WHAT IS ASKED. Present the entire listing below as a numbered list with one entry per line, omitting blank lines. Leave the pictures out of your answer.
+++ DATA LISTING
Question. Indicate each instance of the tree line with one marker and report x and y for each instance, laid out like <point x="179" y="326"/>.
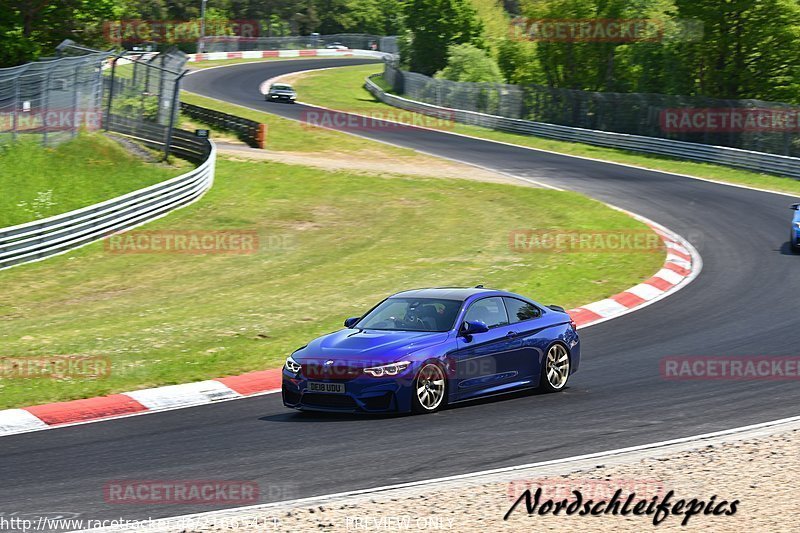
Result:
<point x="717" y="48"/>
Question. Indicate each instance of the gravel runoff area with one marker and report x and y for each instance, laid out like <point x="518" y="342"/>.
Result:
<point x="758" y="469"/>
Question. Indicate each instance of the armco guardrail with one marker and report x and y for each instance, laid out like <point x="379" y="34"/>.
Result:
<point x="58" y="234"/>
<point x="249" y="131"/>
<point x="287" y="54"/>
<point x="720" y="155"/>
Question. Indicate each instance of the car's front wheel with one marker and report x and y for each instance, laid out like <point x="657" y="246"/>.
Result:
<point x="555" y="369"/>
<point x="429" y="389"/>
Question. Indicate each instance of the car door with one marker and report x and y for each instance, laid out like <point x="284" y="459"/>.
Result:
<point x="525" y="322"/>
<point x="486" y="362"/>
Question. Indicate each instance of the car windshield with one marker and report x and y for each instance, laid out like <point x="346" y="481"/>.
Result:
<point x="412" y="314"/>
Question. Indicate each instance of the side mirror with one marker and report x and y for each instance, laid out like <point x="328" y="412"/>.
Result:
<point x="474" y="327"/>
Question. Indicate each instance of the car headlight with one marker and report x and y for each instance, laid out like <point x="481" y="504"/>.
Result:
<point x="387" y="370"/>
<point x="292" y="366"/>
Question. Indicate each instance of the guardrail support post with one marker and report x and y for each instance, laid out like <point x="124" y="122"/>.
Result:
<point x="261" y="136"/>
<point x="111" y="89"/>
<point x="173" y="113"/>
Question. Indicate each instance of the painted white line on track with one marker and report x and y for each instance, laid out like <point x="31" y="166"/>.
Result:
<point x="506" y="474"/>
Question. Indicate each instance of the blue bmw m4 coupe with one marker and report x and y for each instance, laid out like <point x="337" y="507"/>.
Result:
<point x="794" y="232"/>
<point x="420" y="350"/>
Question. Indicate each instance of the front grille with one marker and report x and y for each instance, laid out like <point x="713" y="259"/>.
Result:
<point x="335" y="372"/>
<point x="335" y="401"/>
<point x="378" y="403"/>
<point x="291" y="397"/>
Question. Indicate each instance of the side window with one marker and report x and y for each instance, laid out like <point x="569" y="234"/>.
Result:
<point x="519" y="311"/>
<point x="490" y="311"/>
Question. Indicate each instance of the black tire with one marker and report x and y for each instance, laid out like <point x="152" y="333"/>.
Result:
<point x="556" y="366"/>
<point x="428" y="377"/>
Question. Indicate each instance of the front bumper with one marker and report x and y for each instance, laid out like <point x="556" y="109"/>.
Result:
<point x="363" y="394"/>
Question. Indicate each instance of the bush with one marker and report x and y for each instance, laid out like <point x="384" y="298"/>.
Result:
<point x="466" y="62"/>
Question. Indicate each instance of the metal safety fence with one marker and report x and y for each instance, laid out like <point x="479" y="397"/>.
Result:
<point x="44" y="238"/>
<point x="249" y="131"/>
<point x="680" y="118"/>
<point x="51" y="101"/>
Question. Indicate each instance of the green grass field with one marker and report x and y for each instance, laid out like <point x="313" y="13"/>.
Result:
<point x="314" y="88"/>
<point x="332" y="244"/>
<point x="39" y="182"/>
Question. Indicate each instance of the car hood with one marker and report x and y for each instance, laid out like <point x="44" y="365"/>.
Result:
<point x="368" y="346"/>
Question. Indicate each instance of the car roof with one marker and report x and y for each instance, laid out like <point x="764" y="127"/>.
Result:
<point x="447" y="293"/>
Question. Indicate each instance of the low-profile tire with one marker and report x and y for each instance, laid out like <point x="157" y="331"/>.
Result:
<point x="429" y="389"/>
<point x="555" y="368"/>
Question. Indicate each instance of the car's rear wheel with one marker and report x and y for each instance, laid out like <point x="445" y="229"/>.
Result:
<point x="555" y="369"/>
<point x="430" y="389"/>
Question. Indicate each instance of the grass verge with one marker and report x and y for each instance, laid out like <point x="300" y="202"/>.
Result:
<point x="39" y="182"/>
<point x="314" y="88"/>
<point x="331" y="245"/>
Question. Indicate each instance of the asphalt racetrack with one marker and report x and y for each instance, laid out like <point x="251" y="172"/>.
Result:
<point x="741" y="304"/>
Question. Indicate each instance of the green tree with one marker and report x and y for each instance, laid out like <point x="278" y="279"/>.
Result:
<point x="749" y="49"/>
<point x="435" y="25"/>
<point x="465" y="62"/>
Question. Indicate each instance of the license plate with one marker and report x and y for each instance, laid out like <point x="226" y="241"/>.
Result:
<point x="332" y="388"/>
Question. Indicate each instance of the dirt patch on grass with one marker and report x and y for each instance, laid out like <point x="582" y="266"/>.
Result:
<point x="370" y="161"/>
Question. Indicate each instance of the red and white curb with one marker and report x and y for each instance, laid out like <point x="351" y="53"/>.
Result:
<point x="682" y="265"/>
<point x="288" y="54"/>
<point x="139" y="402"/>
++++++
CORRECT OUTPUT.
1. Question. Indicate each instance of the tree line with one marker and report x and y for each instance, laid out like <point x="179" y="326"/>.
2. Result:
3. <point x="717" y="48"/>
4. Question. Indicate each instance of the gravel runoff area with one marker and report x and y for each instance, laid out like <point x="518" y="342"/>.
5. Result:
6. <point x="758" y="469"/>
7. Question. Indicate each instance of the armco guardrail with one marker and report x and y for each instance, laid out like <point x="379" y="34"/>.
8. Result:
9. <point x="58" y="234"/>
10. <point x="249" y="131"/>
11. <point x="287" y="54"/>
12. <point x="720" y="155"/>
13. Question. Indicate each instance of the car's front wheel with one marker and report x and y for each instance, laid out like <point x="657" y="246"/>.
14. Result:
15. <point x="555" y="369"/>
16. <point x="429" y="389"/>
17. Question. Indicate each instance of the car door with one marker and report x and y for each instance, laid out like <point x="284" y="459"/>.
18. Result:
19. <point x="525" y="322"/>
20. <point x="486" y="362"/>
21. Question. Indicate each instance of the car windshield with one marker and report x and y for each instance, laid out like <point x="346" y="481"/>.
22. Result:
23. <point x="412" y="314"/>
24. Question. Indicate each instance of the side mirror with one marker and report x and y for each instance, laid out like <point x="328" y="412"/>.
25. Result:
26. <point x="474" y="327"/>
27. Question. Indicate each instance of the car headlight with one marker and report x and y for each instance, laid out like <point x="481" y="504"/>.
28. Result:
29. <point x="387" y="370"/>
30. <point x="292" y="366"/>
31. Question. Indicate each instance of the guardrail support post with one marker and report x and y for each instance, laid out like <point x="124" y="122"/>.
32. Result:
33. <point x="261" y="136"/>
34. <point x="111" y="89"/>
35. <point x="173" y="113"/>
36. Question. Indicate each instance of the painted white line on track with one marker and report x and y for each instance, laid out like <point x="31" y="166"/>.
37. Result:
38. <point x="506" y="474"/>
39. Question. Indicate each instance of the blue bmw m4 coupe with one marker and report x and y for each instance, laid out like <point x="337" y="507"/>.
40. Result:
41. <point x="794" y="232"/>
42. <point x="420" y="350"/>
43. Question. Indicate each instance of the front grille with one marker and report x and y for each instance, laid out like <point x="713" y="259"/>.
44. Result:
45. <point x="335" y="372"/>
46. <point x="335" y="401"/>
47. <point x="378" y="403"/>
48. <point x="291" y="397"/>
49. Question. Indicate each instance of the side window with one marker and report x and y for each instance, laid out like <point x="569" y="234"/>.
50. Result:
51. <point x="519" y="311"/>
52. <point x="490" y="311"/>
53. Question. Indicate each instance of the black tire with one marker and report x and y for each instance, laid out like <point x="152" y="333"/>.
54. Result:
55. <point x="556" y="366"/>
56. <point x="428" y="377"/>
57. Question. Indicate each instance of the front bumper with one marker and report x and y for each instance, laid out like <point x="556" y="109"/>.
58. Result:
59. <point x="363" y="394"/>
60. Question. Indicate each instance of the bush with one marker and report x and y for each instance, laid out like <point x="384" y="298"/>.
61. Result:
62. <point x="466" y="62"/>
63. Question. Indicate each instance of the metal safety fence with one marker and report x and y for each instance, laid out like <point x="479" y="397"/>.
64. Result:
65. <point x="44" y="238"/>
66. <point x="249" y="131"/>
67. <point x="680" y="118"/>
68. <point x="51" y="101"/>
69. Question. Indicate each instance of the green grass field with one marker and report x and y for each instance, laid out like <point x="313" y="13"/>.
70. Result:
71. <point x="314" y="88"/>
72. <point x="332" y="244"/>
73. <point x="39" y="182"/>
74. Question. Indicate each instance of the car hood with one marker and report x and y for each instance, laid out like <point x="44" y="365"/>.
75. Result:
76. <point x="368" y="346"/>
77. Question. Indicate each instance of the car roof with one marker and report x and y for each instance, laid out like <point x="764" y="127"/>.
78. Result:
79. <point x="447" y="293"/>
80. Question. Indicate each instance of the low-profile tire with one marker and report x and y for each instance, laid out like <point x="157" y="331"/>.
81. Result:
82. <point x="429" y="389"/>
83. <point x="555" y="368"/>
84. Question. Indicate each instance of the car's rear wheel with one marker and report x and y for each instance, laid out like <point x="445" y="229"/>.
85. Result:
86. <point x="555" y="369"/>
87. <point x="430" y="389"/>
88. Question. Indicate each instance of the grass verge with one marker and report x and y for each instance, laid out like <point x="300" y="202"/>.
89. Result:
90. <point x="39" y="182"/>
91. <point x="314" y="88"/>
92. <point x="331" y="245"/>
93. Question. Indicate each instance of the asphalt racetrack with one marker and report x and y for each instance, laid out like <point x="251" y="172"/>.
94. Result:
95. <point x="741" y="304"/>
96. Question. Indicate each instance of the green tree with one marker and report x and y for each instance, laid out like <point x="278" y="279"/>.
97. Result:
98. <point x="749" y="49"/>
99. <point x="435" y="25"/>
100. <point x="465" y="62"/>
101. Question. Indicate each instance of the license plate with one marker and report x and y for each instance, laid out like <point x="226" y="241"/>.
102. Result:
103. <point x="332" y="388"/>
104. Question. Indicate each instance of the dirt patch on grass with one marker and report x and y for each instance, laid out like <point x="582" y="266"/>.
105. Result:
106. <point x="370" y="161"/>
107. Question. Indicate each instance of the red and white curb with one marker and report x and y for each instance, laid out like <point x="351" y="53"/>.
108. Result:
109. <point x="682" y="265"/>
110. <point x="288" y="54"/>
111. <point x="139" y="402"/>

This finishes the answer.